KUTIPAN TEKS
Kehadiran Timnas Indonesia Puteri, Garuda Pertiwi, dalam Piala Asia Wanita atau AFC Women's Asian Cup 2022 yang digelar di India patut tetap diberi apresiasi meski dalam laga dengan Australia, Thailand, dan Filipina, Garuda Pertiwi kalah telak, 0-18, 0-4, dan 0-6.
Mereka sebenarnya mempunyai potensi yang tinggi terbukti mampu lolos ke India setelah di babak penyisihan mampu mengalahkan Singapura walau dalam babak penyisihan Grup C juga ada factor keberuntungan yakni dua negara lainnya, yakni Korea Utara dan Irak mengundurkan diri. Tentu bila dua negara yang juga terbilang kuat dalam sepakbola wanita Asia itu tidak mengundurukan diri, kita tidak tahu apakah Indonesia bisa lolos ke India atau tidak.
Kalah telak dari Australia dan Thailand harus menjadi suatu renungan bagi kita semua. Apa yang terjadi di India harus menjadi evaluasi, apakah sebenarnya kita sudah serius membina sepakbola wanita? Pertanyaan demikian dilontarkan sebab negara-negara yang lain, seperti Thailand, Filipina, dan Myanmar, apalagi negara-negara Eropa, Australia, Asia Timur, Amerika, beberapa negara Timur Tengah, memiliki timnas wanita yang tangguh dan kompetitif namun kita kok tidak, padahal dari segi sumber daya manusia bangsa ini memiliki jumlah penduduk wanita yang melimpah.
Belum berkembangnya sepakbola wanita di Indonesia kalau kita lihat memang belum ada niatan yang kuat dari pemerintah, PSSI, untuk melakukan. Disebut timnas wanita yang ada lahir dari ajang tanpa kompetisi. Dari sini saja sudah menunjukan persiapan timnas yang ada bisa dikatakan dadakan, dibentuk kalau ada champions atau kejuaraan. Tak ada kompetisi tentu jam terbang yang mereka mainkan sangat minim sehingga pengalaman bertanding kurang. Siapa-siapa yang direkrut pun kita tidak tahu orangnya dan bagaimana caranya.
Nah, untuk itulah PSSI perlu menggulirkan kompetisi untuk sepakbola wanita. Klub-klub yang ada didorong untuk melahirkan varian klub wanita. Di sini sudah banyak klub sepakbola professional, nah mereka diwajibkan untuk membentuk klub wanita. Memang sudah ada di antara mereka yang terbentuk namun kalau kita lihat mereka belum bertanding satu dengan yang lainnya atau belum berkompetisi. Klub-klub yang ada sebatas latihan dengan jam latihan yang minim.

DAFTAR BAHAN EKSTRAKSI
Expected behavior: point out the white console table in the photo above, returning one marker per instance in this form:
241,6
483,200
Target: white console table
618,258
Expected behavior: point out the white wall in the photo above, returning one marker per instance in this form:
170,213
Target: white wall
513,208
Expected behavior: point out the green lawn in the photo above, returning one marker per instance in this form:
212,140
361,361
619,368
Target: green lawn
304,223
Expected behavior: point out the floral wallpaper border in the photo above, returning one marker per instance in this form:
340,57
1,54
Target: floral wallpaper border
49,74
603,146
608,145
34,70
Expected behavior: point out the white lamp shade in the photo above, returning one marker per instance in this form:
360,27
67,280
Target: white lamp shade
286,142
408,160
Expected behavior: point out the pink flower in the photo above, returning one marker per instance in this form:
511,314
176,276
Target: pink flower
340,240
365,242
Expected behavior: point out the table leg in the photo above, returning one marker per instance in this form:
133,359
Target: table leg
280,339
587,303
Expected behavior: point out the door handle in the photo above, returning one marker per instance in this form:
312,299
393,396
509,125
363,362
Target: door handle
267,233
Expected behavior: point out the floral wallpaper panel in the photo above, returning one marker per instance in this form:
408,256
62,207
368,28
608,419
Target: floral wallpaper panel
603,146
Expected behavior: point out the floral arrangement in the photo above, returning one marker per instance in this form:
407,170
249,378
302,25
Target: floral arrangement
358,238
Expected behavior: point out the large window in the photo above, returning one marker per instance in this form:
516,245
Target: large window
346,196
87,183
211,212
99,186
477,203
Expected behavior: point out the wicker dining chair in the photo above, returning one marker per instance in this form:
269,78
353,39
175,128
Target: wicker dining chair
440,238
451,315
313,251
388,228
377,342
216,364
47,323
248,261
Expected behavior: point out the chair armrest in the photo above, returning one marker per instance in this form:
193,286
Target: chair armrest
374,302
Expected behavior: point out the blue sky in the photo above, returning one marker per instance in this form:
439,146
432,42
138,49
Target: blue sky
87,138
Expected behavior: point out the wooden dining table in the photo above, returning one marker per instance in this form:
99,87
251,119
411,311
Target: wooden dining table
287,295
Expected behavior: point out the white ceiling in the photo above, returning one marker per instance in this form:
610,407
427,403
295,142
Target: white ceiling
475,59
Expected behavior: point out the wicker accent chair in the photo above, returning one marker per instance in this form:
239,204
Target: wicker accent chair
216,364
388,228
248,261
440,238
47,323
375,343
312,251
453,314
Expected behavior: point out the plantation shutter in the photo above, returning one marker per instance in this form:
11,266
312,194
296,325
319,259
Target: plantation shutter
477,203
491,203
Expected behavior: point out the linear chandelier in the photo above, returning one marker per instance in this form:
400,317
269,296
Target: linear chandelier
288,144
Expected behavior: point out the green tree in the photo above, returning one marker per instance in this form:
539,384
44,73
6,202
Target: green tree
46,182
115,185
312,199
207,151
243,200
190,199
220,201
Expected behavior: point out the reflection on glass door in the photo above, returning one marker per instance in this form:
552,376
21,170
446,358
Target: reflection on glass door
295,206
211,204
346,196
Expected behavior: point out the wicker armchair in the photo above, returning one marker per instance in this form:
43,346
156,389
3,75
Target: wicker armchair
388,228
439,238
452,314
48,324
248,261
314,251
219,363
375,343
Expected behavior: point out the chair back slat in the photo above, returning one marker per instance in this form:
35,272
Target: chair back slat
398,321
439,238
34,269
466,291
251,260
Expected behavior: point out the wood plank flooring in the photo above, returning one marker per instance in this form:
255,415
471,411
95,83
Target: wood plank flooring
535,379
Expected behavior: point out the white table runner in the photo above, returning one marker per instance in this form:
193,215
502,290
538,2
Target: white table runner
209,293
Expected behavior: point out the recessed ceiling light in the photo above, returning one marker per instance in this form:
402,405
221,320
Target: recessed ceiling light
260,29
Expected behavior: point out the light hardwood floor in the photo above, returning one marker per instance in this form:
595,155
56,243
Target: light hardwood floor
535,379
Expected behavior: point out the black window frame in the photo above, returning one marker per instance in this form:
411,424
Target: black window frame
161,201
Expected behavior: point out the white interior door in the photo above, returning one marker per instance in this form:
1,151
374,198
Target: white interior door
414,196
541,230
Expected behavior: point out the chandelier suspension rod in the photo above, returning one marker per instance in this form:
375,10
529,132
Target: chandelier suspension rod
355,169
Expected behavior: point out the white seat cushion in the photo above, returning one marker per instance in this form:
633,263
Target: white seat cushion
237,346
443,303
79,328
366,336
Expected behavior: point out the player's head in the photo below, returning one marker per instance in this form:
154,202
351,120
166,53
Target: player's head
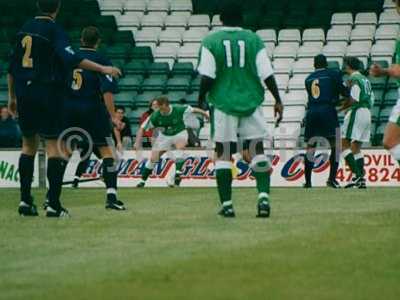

TUGAS WAJIB 1
Terjemahkan kalimat dari teks tentang sepak bola wanita ini ke dalam bahasa Inggris: "Kalah telak dari Australia dan Thailand harus menjadi suatu renungan bagi kita semua."
TUGAS WAJIB 2
Tulis ulang kata demi kata bagian teks tentang sepak bola wanita, mulai dari "Kehadiran Timnas Indonesia" dan berlanjut sampai "India atau tidak.".
Gunakan teks saja sebagai sumber, jangan daftar.

JAWABAN BENAR 1
The heavy defeats to Australia and Thailand must become something for all of us to reflect on.

JAWABAN BENAR 2
Kehadiran Timnas Indonesia Puteri, Garuda Pertiwi, dalam Piala Asia Wanita atau AFC Women's Asian Cup 2022 yang digelar di India patut tetap diberi apresiasi meski dalam laga dengan Australia, Thailand, dan Filipina, Garuda Pertiwi kalah telak, 0-18, 0-4, dan 0-6.
Mereka sebenarnya mempunyai potensi yang tinggi terbukti mampu lolos ke India setelah di babak penyisihan mampu mengalahkan Singapura walau dalam babak penyisihan Grup C juga ada factor keberuntungan yakni dua negara lainnya, yakni Korea Utara dan Irak mengundurkan diri. Tentu bila dua negara yang juga terbilang kuat dalam sepakbola wanita Asia itu tidak mengundurukan diri, kita tidak tahu apakah Indonesia bisa lolos ke India atau tidak.